[Given exercise]: In the records below, find the line containing "Mark the stone", then extract that line and all subsequent lines exactly, leaving out everything else.

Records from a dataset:

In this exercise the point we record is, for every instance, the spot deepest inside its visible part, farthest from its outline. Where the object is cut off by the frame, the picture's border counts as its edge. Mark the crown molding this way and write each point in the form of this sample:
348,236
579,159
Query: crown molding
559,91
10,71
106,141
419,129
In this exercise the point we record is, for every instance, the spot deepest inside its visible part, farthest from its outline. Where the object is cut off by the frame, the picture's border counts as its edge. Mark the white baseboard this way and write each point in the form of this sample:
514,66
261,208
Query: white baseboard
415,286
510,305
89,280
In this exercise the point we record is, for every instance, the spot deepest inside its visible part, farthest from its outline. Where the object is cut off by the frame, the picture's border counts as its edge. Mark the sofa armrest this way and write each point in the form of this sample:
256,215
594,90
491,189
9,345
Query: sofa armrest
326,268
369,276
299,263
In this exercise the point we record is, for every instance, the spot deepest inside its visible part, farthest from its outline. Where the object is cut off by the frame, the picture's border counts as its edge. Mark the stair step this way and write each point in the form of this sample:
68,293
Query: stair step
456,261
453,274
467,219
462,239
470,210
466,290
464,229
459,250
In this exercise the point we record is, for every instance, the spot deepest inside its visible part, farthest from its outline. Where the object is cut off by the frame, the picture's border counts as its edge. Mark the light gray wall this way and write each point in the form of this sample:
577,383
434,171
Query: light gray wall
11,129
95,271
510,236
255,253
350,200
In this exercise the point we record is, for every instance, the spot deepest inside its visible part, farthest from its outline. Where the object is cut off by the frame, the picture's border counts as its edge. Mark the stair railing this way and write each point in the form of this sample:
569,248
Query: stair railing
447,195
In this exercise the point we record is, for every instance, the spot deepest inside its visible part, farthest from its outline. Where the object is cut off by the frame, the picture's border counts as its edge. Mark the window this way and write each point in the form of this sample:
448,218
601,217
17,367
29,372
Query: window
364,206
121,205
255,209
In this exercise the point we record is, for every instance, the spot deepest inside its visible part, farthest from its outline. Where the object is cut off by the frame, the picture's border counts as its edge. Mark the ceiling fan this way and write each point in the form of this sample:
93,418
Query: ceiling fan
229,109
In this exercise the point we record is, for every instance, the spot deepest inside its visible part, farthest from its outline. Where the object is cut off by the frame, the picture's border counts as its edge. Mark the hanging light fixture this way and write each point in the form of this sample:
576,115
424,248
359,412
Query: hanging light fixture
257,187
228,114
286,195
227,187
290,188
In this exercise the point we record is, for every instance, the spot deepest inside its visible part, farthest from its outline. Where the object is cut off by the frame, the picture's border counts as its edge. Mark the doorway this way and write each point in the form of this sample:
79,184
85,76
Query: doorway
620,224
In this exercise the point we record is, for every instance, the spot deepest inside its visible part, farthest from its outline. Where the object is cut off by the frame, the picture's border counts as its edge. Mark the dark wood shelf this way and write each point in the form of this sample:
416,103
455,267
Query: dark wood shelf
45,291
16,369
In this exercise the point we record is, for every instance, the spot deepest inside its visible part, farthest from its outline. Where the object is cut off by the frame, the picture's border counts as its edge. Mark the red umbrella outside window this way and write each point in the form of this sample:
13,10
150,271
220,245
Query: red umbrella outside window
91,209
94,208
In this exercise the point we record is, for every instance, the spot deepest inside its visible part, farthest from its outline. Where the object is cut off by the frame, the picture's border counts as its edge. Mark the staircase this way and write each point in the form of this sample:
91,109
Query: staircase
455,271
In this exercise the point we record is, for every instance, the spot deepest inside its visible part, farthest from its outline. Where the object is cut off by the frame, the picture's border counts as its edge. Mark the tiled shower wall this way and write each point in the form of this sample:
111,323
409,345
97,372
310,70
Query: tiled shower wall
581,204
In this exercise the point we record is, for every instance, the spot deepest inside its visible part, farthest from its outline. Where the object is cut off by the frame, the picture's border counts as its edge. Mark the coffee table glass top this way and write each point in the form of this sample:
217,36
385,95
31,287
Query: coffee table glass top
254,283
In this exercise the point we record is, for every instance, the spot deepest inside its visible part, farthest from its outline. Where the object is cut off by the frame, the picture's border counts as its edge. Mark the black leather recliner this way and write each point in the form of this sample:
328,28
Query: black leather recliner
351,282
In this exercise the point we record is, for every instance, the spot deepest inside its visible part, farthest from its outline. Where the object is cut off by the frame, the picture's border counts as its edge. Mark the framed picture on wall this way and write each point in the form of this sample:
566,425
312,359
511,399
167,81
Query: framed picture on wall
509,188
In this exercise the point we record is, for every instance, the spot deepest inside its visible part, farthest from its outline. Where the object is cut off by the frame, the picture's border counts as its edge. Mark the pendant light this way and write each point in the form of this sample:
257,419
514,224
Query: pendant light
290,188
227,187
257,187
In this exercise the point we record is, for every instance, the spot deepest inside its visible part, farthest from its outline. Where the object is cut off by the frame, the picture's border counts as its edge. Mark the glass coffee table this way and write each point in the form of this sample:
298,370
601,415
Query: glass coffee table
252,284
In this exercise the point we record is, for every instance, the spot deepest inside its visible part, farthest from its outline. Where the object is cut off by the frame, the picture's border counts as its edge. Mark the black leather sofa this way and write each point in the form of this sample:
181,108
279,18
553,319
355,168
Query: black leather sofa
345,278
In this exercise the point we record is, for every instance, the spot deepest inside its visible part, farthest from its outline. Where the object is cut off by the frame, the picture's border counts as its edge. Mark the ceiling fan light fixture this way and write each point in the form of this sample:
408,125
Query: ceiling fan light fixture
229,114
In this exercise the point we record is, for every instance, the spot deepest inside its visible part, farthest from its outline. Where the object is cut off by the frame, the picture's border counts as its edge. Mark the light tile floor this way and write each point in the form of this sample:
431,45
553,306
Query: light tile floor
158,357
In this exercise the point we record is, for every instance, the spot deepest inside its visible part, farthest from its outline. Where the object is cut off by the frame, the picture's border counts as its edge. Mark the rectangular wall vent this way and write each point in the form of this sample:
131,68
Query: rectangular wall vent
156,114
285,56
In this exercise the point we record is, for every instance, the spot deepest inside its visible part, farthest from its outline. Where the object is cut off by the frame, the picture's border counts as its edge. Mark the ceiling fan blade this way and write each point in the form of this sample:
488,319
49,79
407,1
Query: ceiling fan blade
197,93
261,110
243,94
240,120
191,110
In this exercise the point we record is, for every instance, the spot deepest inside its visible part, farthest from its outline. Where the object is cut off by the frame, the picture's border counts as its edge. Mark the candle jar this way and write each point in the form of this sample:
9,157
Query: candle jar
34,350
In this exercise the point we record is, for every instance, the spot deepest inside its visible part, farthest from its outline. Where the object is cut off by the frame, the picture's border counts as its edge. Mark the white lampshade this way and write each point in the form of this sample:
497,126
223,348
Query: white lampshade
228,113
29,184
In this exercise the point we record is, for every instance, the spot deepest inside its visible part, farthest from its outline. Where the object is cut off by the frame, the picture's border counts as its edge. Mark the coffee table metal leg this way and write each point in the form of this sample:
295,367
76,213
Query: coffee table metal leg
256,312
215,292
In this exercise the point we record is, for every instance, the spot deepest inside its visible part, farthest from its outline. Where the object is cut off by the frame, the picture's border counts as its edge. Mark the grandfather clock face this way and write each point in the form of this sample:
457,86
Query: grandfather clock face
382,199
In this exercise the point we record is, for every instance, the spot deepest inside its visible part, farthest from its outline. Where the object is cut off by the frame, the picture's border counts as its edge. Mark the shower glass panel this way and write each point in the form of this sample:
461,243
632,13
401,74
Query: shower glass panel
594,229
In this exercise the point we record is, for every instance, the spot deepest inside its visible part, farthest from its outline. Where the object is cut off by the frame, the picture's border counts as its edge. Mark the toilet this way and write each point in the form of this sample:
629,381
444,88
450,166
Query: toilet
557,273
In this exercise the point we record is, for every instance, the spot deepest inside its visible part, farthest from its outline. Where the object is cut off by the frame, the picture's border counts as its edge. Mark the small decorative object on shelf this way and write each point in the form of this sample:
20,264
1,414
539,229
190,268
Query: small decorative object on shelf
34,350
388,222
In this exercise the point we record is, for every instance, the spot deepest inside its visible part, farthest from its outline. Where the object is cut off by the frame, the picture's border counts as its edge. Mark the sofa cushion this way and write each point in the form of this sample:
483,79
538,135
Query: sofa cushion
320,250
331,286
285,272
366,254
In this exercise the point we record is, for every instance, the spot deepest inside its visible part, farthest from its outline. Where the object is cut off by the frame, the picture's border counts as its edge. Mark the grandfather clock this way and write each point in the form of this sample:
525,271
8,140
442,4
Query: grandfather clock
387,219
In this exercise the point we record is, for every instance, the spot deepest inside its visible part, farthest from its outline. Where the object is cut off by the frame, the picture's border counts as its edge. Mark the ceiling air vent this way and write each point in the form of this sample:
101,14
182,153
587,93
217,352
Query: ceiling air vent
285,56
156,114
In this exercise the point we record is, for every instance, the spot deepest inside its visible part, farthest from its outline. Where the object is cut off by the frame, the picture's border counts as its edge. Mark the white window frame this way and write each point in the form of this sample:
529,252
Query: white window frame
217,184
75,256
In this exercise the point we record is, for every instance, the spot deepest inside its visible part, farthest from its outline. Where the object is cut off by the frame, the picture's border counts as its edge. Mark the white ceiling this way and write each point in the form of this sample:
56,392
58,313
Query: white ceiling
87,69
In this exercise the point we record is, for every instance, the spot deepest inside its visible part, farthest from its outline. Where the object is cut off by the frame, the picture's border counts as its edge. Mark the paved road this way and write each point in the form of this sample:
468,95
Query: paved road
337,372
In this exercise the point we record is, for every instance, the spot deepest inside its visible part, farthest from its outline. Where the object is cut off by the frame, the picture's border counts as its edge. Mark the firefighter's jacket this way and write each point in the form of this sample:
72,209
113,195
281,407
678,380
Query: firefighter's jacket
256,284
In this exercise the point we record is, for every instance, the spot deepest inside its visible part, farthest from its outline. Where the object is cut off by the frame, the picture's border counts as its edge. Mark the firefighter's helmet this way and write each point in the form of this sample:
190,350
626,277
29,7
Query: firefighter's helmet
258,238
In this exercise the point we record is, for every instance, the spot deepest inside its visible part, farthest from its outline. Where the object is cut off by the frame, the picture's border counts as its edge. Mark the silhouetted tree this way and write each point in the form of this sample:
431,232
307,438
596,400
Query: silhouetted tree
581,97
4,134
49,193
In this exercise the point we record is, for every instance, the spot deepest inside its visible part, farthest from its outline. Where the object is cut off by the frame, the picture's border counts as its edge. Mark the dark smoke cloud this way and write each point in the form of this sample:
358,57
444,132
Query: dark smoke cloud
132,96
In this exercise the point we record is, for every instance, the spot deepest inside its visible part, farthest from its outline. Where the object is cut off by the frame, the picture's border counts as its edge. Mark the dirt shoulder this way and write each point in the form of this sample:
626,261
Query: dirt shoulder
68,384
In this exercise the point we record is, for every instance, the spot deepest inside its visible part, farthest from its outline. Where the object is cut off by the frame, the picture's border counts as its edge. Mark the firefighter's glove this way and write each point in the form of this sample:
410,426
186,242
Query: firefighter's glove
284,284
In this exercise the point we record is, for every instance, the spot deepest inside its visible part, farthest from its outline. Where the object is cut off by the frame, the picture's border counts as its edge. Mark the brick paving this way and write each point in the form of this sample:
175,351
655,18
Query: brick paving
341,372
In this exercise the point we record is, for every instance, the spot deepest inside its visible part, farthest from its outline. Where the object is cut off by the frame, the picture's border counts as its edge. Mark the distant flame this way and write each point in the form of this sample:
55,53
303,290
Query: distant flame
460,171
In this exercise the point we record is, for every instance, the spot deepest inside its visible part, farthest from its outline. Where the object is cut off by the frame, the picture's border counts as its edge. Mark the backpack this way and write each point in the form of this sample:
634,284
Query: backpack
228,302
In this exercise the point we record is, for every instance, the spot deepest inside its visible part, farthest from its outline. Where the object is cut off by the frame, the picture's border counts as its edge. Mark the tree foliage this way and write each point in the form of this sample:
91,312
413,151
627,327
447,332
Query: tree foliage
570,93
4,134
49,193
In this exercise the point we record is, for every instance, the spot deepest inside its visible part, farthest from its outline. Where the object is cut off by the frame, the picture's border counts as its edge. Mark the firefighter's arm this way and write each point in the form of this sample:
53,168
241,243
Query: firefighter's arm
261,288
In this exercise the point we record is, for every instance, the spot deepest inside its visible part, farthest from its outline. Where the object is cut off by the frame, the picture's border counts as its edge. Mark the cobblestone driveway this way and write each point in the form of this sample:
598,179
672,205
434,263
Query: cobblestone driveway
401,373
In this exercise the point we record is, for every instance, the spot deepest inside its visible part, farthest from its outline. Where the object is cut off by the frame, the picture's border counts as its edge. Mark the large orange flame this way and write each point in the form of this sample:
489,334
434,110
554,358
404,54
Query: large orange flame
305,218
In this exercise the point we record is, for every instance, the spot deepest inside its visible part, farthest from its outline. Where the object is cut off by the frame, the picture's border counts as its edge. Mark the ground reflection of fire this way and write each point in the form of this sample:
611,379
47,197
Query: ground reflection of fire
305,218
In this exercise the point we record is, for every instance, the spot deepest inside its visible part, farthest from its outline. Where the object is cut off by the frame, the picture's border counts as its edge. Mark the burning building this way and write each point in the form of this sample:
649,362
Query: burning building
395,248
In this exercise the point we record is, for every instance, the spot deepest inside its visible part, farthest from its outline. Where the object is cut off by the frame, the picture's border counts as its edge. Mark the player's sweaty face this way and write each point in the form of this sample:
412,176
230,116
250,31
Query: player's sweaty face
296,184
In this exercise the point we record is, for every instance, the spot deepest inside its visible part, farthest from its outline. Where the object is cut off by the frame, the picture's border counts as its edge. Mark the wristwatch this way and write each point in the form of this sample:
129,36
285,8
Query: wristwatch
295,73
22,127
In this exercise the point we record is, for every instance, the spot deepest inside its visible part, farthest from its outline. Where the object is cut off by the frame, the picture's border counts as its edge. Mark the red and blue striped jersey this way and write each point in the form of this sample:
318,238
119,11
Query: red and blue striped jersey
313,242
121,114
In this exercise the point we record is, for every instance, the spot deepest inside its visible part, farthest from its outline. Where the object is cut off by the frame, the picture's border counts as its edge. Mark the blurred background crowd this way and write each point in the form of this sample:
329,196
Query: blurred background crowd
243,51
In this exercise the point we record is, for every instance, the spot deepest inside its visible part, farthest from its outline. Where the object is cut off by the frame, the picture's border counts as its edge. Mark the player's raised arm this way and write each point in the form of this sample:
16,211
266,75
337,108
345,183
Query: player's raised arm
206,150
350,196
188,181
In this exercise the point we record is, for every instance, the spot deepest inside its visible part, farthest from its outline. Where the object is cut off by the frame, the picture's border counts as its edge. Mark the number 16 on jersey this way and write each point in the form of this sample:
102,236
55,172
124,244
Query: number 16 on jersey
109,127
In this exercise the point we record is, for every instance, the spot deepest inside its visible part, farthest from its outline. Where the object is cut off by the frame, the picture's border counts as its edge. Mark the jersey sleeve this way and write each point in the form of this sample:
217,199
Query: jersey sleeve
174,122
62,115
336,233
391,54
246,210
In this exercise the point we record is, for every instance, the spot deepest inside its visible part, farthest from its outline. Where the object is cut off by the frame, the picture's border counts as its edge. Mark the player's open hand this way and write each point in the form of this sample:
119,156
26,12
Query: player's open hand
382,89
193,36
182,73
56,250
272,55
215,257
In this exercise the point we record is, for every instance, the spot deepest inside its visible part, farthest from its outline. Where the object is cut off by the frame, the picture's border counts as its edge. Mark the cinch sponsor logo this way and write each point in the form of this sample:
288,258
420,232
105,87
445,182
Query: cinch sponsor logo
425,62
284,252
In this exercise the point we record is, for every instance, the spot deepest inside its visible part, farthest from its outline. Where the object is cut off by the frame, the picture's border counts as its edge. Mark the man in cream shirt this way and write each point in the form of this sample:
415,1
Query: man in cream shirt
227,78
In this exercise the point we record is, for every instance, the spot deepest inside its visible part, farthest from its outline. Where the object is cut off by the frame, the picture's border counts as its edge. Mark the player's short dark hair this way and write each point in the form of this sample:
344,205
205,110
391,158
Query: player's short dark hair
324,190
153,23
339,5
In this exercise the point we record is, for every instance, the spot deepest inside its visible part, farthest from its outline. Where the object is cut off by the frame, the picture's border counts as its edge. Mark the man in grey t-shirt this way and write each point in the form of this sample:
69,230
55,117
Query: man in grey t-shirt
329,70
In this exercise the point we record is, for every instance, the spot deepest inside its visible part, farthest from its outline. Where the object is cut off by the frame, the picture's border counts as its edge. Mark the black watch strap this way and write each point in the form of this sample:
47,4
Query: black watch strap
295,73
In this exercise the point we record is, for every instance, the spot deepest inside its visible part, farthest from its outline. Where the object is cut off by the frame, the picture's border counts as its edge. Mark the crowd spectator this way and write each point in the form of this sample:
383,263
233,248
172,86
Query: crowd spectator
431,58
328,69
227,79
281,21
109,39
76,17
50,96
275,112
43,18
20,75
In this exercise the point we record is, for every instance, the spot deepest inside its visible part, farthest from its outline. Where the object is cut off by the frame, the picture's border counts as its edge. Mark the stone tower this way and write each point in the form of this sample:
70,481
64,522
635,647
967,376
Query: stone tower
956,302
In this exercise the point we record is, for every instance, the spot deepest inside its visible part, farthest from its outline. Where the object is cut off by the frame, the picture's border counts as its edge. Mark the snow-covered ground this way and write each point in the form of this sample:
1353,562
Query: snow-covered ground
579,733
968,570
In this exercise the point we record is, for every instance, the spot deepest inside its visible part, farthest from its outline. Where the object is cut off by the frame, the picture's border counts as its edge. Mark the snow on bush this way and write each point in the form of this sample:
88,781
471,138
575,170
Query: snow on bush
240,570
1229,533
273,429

[Task solution]:
In this exercise the point we record is, for every instance, the spot deepest inside its visible part, farthest from its outline. Where the object is cut off by the frame, the picture's border counts as its edge. Mark the stone tower this way and write each point in the form of this sample:
70,481
64,522
635,647
967,376
Query: stone tower
956,302
In this exercise the point we record is, for every instance, the spot deepest inside its visible part, farthest from its outline. Where the object is cut off by the frame, the picture's border counts as its edge. Mark the snow-covered ground this way and write each point in the form of this sample:
1353,562
Query: snow-covered ground
579,733
968,570
In this exercise the point we record is, for every instance, the spot deepest inside its visible part, farthest from its outline. Where the object is cut off by the frame, the picture's border counts as its edge. Mark the snow on bush this way and write each point in the form of this sample:
88,781
471,138
575,170
Query: snow on bush
240,570
1229,533
273,429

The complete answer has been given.